Avinoff spent 1916 and most of 1917 in Russia, but in September 1917 he was again dispatched to the United States. He traveled east along the recently completed Trans-Siberian Railway, via Japan, and disembarked in San Francisco. He used this trip as an opportunity to emigrate: formally, he arrived as a representative of the new Provisional Government, in which his brother Nicholas held a ministerial post.
That same winter, Avinoff’s sister Elizaveta left for the United States on one of the last trains - together with her husband, Leo Shoumatoff, and their family. Nicholas remained in Russia. In 1919, their estate was destroyed.
Avinoff managed to save only a few of his most cherished butterfly specimens, a bundle of watercolors from his second expedition, and several paintings, including Cretan Motif. It depicts a supple, muscular nude man grappling with a giant snake; his cloak, in silhouette, resembles the wing of an enormous butterfly. The mention of Crete as a “gay paradise” in fin-de-siècle (late-19th-century) imagination further reinforces this symbolism.

Early Years in the United States
After the end of the First World War, Andrey and Elizaveta found themselves in the United States: he was 33, and she was 29. With their remaining funds, they bought a dairy farm near New York City. The farm became a temporary refuge for new émigrés from Russia: a ground-floor room with four beds nearly turned into a dormitory. During the day, the newcomers worked in the vegetable garden; in the evenings, they gathered to talk.

**Material for the task:**
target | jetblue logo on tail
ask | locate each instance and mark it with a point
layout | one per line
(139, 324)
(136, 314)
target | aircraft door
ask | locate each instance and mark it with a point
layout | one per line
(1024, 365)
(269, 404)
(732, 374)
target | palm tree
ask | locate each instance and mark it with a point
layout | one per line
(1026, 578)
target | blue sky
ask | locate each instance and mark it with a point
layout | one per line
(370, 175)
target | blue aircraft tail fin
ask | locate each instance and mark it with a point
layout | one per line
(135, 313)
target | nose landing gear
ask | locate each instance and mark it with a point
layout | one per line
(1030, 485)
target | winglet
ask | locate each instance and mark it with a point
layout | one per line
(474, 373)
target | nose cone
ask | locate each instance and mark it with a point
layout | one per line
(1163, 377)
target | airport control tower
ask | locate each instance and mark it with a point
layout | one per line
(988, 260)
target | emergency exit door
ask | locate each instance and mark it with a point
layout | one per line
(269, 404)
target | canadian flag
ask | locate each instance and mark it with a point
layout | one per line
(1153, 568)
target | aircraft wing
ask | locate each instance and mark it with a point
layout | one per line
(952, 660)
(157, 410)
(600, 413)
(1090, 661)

...

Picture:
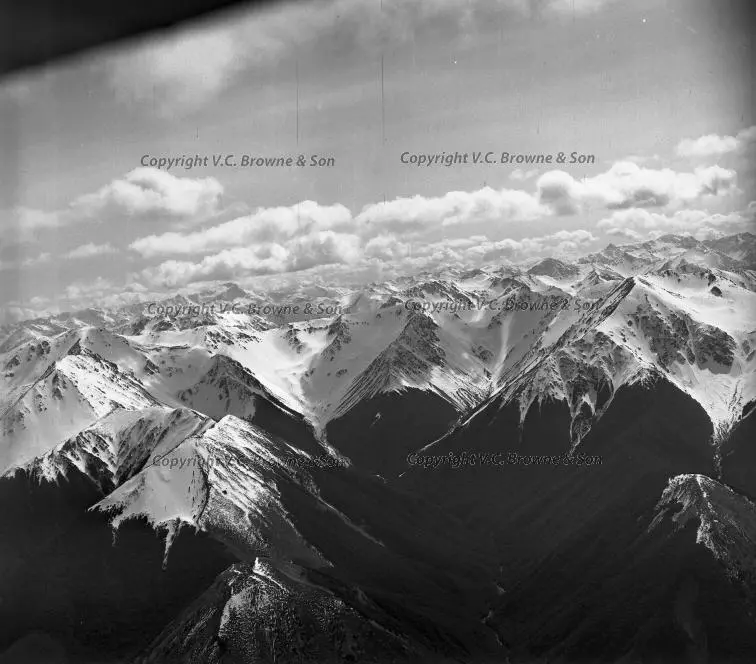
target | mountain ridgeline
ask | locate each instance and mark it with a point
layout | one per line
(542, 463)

---

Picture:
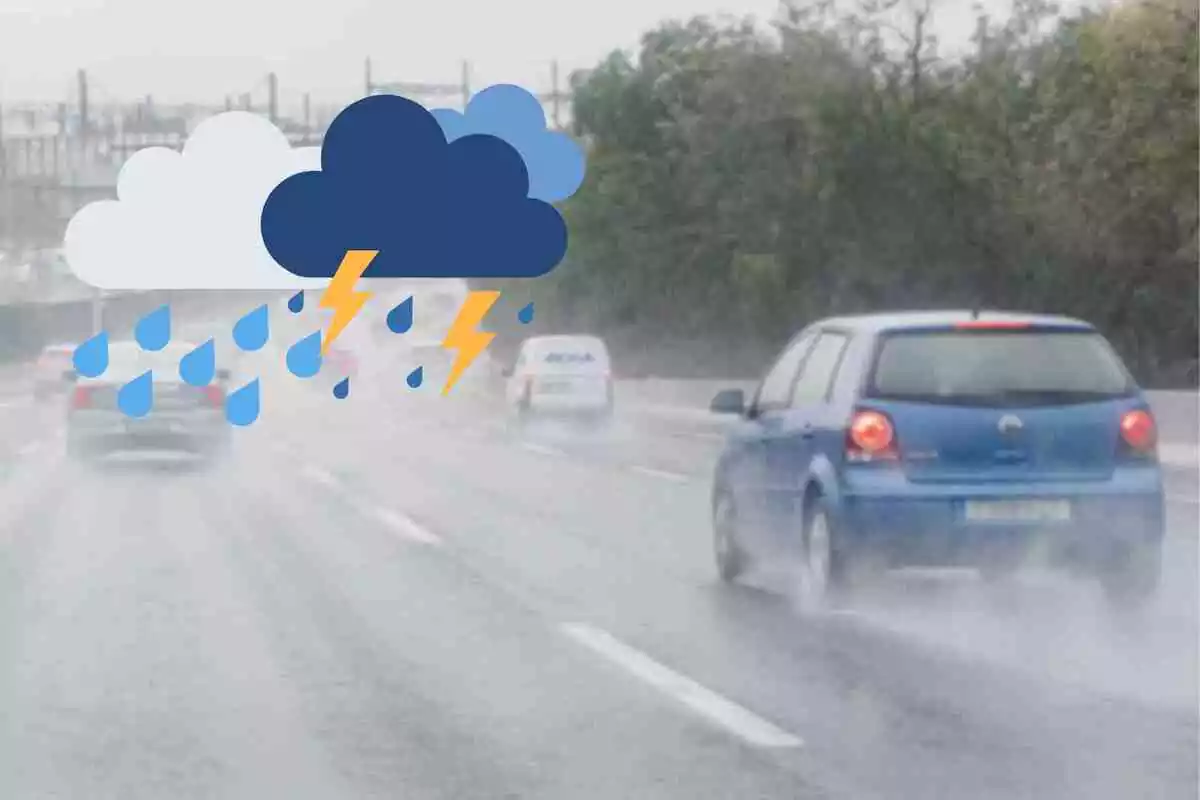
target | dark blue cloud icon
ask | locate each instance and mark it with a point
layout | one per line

**Stated exercise 1:**
Return the text of the passage on Avinoff from "Avinoff managed to" to "reinforces this symbolism.", copied word for word.
**Stated exercise 2:**
Rewrite the listing from the line with "target | aircraft door" to the line with "(1153, 568)", both included, as a CSV with two columns named request and answer. Give one row per request, put its text and its answer each in one quoted field, and replace any line breaks with spaces.

**Expected answer 1:**
Avinoff managed to save only a few of his most cherished butterfly specimens, a bundle of watercolors from his second expedition, and several paintings, including Cretan Motif. It depicts a supple, muscular nude man grappling with a giant snake; his cloak, in silhouette, resembles the wing of an enormous butterfly. The mention of Crete as a “gay paradise” in fin-de-siècle (late-19th-century) imagination further reinforces this symbolism.

**Expected answer 2:**
request,answer
"target | aircraft door ask | locate each instance and mark it with a point layout | one per line","(1024, 365) (269, 404) (732, 374)"
"target | palm tree ask | locate each instance and mark it with a point layout | one per line","(1026, 578)"
"target | blue sky ask | locate each instance and mark it with a point layout | one per line","(370, 175)"
"target | blue aircraft tail fin ask | locate each instance and mark it with a point layout | one per line","(135, 313)"
"target | nose landing gear ask | locate each instance and mark it with a point layout | one per line","(1030, 485)"
"target | winglet ask | locate each instance and mark it with a point layout | one per line","(474, 373)"
"target | nose cone ask | locate each instance and mark it with a point layout | one per line","(1163, 377)"
"target | airport control tower ask | locate each instance and mark it with a point layout | one per line","(988, 260)"
"target | emergency exit door ask | locate each instance and mark it with a point layout | one per line","(269, 404)"
"target | canadian flag ask | locate each instance and mark it with a point layout | one per line","(1153, 568)"